4.       Abad Keempat Hijriyah
Pada abad ini kemajuan ilmu tasawuf  lebih pesat daripada abad sebelumya. Para ulama mengembangkan ajaran tasawuf di luar kota Baghdad. Dalam pengajaran ilmu tasawuf di berbagai negeri dan kota digunakan system tarikat, yakni berupa pengajaran dari guru terhadap murid-muridnya yang bersifat teoritis serta bimbingan langsung mengenai cara pelaksanaannya. Pengajaran ini biasa disebut “suluk”. Pada abad ini pula ditandai dengan semakin kuatnya unsur filsafat yang disebabkan banyak buku filsafat yang tersebar di kalangan umat Islam.

5.       Abad Kelima Hijriyah
Pada periode ini, konflik pemikiran terjadi antara kaum sufi dan para fuqaha. Umumnya, kaum sufi dengan berbagai tradisi dan disiplin spiritual yang dikembangkannya dipandang oleh para fuqaha sebagai kafir, dan zindiq yakni orang-orang yang berpura-pura masuk Islam untuk menghancurkan Islam dari dalam.[10]
Di samping itu pada abad ini berkembang madzhab Syi’ah Ismailiyah yang menurut paham mereka bahwa kekuasaan pemerintahan hendaknya dikembalikan kepada keturunan Ali bin Abi Thalib, dan mereka beranggapan pula ada 12 imam (Imam Mahdi) yang berhak mengatur dunia ini dan akan menjelma ke dunia membawa keadilan dan kemurnian Islam[11].
Kedua belas Imam tersebut antara lain :
a)      Ali bin Abi Thalib
b)      Hasan bin Ali
c)       Husein Bin Ali
d)      Ali bin Husein (Zainul Abidin)

------------------------------------------------------------------------

Tugas Anda:
A) Kutip persis bagian teks tentang sejarah tasawuf yang dimulai dari "5.       Abad Kelima" dan berakhir pada "Husein (Zainul Abidin)".
B) Tuliskan lanjutan teks tentang sejarah tasawuf, dimulai tepat setelah baris terakhir yang ditampilkan.

(Data dari sebuah kumpulan data)
------------------------------------------------------------------------

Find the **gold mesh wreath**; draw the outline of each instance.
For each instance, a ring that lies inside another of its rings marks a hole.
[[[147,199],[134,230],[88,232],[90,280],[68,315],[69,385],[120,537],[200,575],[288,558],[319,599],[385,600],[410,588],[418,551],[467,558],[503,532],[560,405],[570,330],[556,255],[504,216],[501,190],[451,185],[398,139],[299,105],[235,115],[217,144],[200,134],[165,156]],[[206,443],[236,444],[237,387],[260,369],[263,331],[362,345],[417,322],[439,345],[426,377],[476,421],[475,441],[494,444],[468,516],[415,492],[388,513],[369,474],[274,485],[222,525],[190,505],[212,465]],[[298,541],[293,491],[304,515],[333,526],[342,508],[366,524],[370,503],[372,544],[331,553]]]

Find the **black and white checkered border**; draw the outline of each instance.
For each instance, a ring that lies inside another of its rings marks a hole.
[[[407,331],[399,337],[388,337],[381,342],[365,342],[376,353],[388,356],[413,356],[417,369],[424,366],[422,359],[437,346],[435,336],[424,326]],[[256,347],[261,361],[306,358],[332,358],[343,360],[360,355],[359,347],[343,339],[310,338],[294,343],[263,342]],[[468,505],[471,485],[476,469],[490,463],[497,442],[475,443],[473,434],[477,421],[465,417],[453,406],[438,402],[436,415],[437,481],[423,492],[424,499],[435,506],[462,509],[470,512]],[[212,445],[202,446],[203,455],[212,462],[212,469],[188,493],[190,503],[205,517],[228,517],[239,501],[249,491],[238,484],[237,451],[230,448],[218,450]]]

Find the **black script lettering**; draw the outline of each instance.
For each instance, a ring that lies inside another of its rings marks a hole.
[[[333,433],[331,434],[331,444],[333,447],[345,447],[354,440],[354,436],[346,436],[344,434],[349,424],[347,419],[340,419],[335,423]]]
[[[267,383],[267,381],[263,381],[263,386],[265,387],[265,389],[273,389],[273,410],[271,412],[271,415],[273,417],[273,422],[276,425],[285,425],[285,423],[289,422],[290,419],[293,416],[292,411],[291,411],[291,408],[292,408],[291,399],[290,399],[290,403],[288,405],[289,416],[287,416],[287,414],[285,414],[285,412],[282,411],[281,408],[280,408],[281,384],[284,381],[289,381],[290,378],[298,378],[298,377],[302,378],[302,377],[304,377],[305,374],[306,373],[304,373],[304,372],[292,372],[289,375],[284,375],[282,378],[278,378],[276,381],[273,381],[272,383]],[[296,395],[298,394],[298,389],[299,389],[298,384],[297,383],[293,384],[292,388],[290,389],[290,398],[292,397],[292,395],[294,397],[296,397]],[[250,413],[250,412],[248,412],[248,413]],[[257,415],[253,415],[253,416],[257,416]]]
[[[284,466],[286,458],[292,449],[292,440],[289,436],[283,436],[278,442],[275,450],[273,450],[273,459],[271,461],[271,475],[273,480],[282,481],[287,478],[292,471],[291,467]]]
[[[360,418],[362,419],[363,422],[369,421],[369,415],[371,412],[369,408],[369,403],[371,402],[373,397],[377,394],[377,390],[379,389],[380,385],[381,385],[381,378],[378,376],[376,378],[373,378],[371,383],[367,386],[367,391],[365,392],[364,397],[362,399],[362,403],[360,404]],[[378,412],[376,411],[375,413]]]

------------------------------------------------------------------------

Jawaban Tertulis:
A)
5.       Abad Kelima Hijriyah
Pada periode ini, konflik pemikiran terjadi antara kaum sufi dan para fuqaha. Umumnya, kaum sufi dengan berbagai tradisi dan disiplin spiritual yang dikembangkannya dipandang oleh para fuqaha sebagai kafir, dan zindiq yakni orang-orang yang berpura-pura masuk Islam untuk menghancurkan Islam dari dalam.[10]
Di samping itu pada abad ini berkembang madzhab Syi’ah Ismailiyah yang menurut paham mereka bahwa kekuasaan pemerintahan hendaknya dikembalikan kepada keturunan Ali bin Abi Thalib, dan mereka beranggapan pula ada 12 imam (Imam Mahdi) yang berhak mengatur dunia ini dan akan menjelma ke dunia membawa keadilan dan kemurnian Islam[11].
Kedua belas Imam tersebut antara lain :
a)      Ali bin Abi Thalib
b)      Hasan bin Ali
c)       Husein Bin Ali
d)      Ali bin Husein (Zainul Abidin)

B)
e)      Muhammad Al Baqir bin Ali bin Husein
f)       Ja’far Shadiq bin Muhammad Al Baqir
g)      Musa Al Kahzim bin Ja’far Shadiq
h)      Musa Al Kazhim
i)        Muhammad jawwad bin Ali Ridha
j)        Ali Al Hadi bin Jawwad
k)      Hasan Askary bin Al Had
l)        Muhammad bin Hasan Al Mahdi
Penganut paham syi’ah mengatakan bahwa untuk menunggu kedatangan imam-imam yang akan turun ke dunia, mereka membentuk wakil-wakil yang diberi gelar “An Naqib”. Paham ini telah mempengaruhi para sufi dan mendoktrin bahwa imam-imam ghaib akan menyandang gelar waliyullah.
Di abad kelima Hijriyah organisasi tasawuf mulai berdiri tegak dan tersebar luas ke penjuru dunia Islam. Sehingga menurut sejarah, abad ini merupakan zaman terpenting dalam organisasi dan pembangunan gerakan tasawuf.
Pada periode ini pula, muncul seorang sufi yang bernama Imam Ghazali (450H/1057M-505H-1111M), beliau berusaha  meluruskan tasawuf sesuai dengan dasar-dasar al Qur’an dan al Hadits. Beliau memandang bahwa agama Islam terancam karena banyak ahli agama yang tertarik mempelajari ilmu-ilmu agama dengan menggunakan teori filsafat, dengan tidak menyeleksi teori-teori yang tepat untuk digunakan. Beliau juga beranggapan bahwa ilmu bukan semata-mata produk akal, tetapi hati (perasaan) turut menentukannya. Oleh karena itu beliau mendalami ilmu dan teori tasawuf meskipun sebelumnya telah menggunakan teori filsafat.
6.       Abad Keenam Hijriyah
Tokoh-tokoh pada abad ini antara lain :
1.       Syihabuddin Abdul Futu As Suhrawardy (w 587H/1191M)
Dalam ajaran tasawuf beliau berpendirian bahwa Allah SWT adalah nur (cahaya) dari segala nur. Maka dari Allah-lah keluar cahaya-cahaya yang lain baik alam fisik maupun rohani. Beliau menamai Allah dengan sebutan “Nurul Anwar” (cahaya dari segala cahaya), dan alam barzah dengan istilah “Alamul Ajsam. Serta pencipta ilmu pengetahuan dinamainya dengan “Ahlul Hikam”. As Suhrawardy menggabungkan Filsafat yang mendalam dengan tasawuf yang mendalam sehingga menghasilkan  Filsafat Irsyaq (Filsafat Baru). Para ulama’ menilai bahwa tasawuf tersebut adalah kesesatan belaka dan hal itu membawanya dalam penjara dan meninggal dalam keadaan yang tragis.

2.       Al Ghazwany (w 545H/1151M)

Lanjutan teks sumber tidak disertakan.